**ИЗВЛЕЧЁННЫЕ ДАННЫЕ**
===============

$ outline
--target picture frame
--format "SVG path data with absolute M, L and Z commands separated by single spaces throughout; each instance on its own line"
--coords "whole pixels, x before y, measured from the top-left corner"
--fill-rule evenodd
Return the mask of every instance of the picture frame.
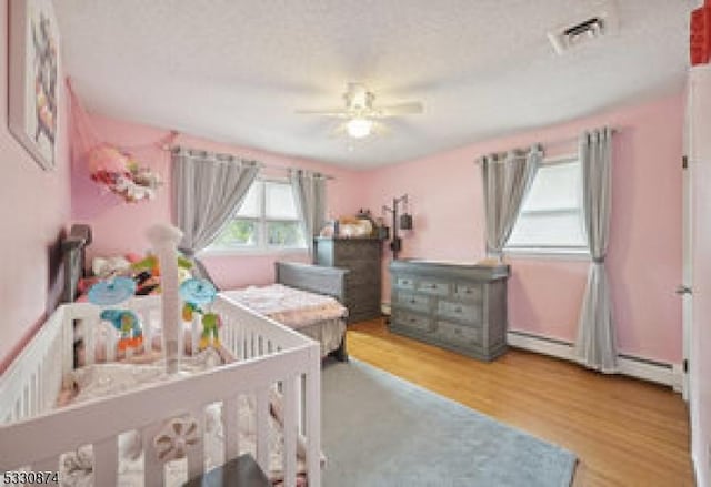
M 51 0 L 9 9 L 8 129 L 46 171 L 57 163 L 60 38 Z

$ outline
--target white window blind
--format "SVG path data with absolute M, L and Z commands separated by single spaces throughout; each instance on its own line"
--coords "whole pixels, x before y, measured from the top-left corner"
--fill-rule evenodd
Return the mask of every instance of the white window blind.
M 570 156 L 541 164 L 523 201 L 505 250 L 587 250 L 580 161 Z
M 208 251 L 306 248 L 291 185 L 283 181 L 254 181 L 236 217 Z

===============

Представьте все данные выше в виде JSON-списка строк, где каждая строка данных становится отдельной строкой списка, а пустые строки пропущены. Изображения в ответ не включайте.

**РЕШЕНИЕ**
[
  "$ outline",
  "--target picture frame",
  "--format \"SVG path data with absolute M, L and Z commands separated by single spaces throughout; each instance on its own line\"",
  "--coords \"whole pixels, x before y, measured from the top-left corner\"",
  "--fill-rule evenodd",
  "Return the mask of every instance of the picture frame.",
  "M 51 0 L 9 9 L 8 129 L 46 171 L 57 163 L 60 38 Z",
  "$ outline",
  "--target white window blind",
  "--format \"SVG path data with absolute M, L and Z commands separated by single spaces throughout; each instance on its own line\"",
  "--coords \"whole pixels, x before y, measured from the top-left corner\"",
  "--fill-rule evenodd",
  "Return the mask of every instance of the white window blind.",
  "M 570 156 L 541 164 L 523 201 L 505 250 L 587 250 L 580 161 Z",
  "M 208 251 L 306 248 L 291 185 L 283 181 L 254 181 L 236 217 Z"
]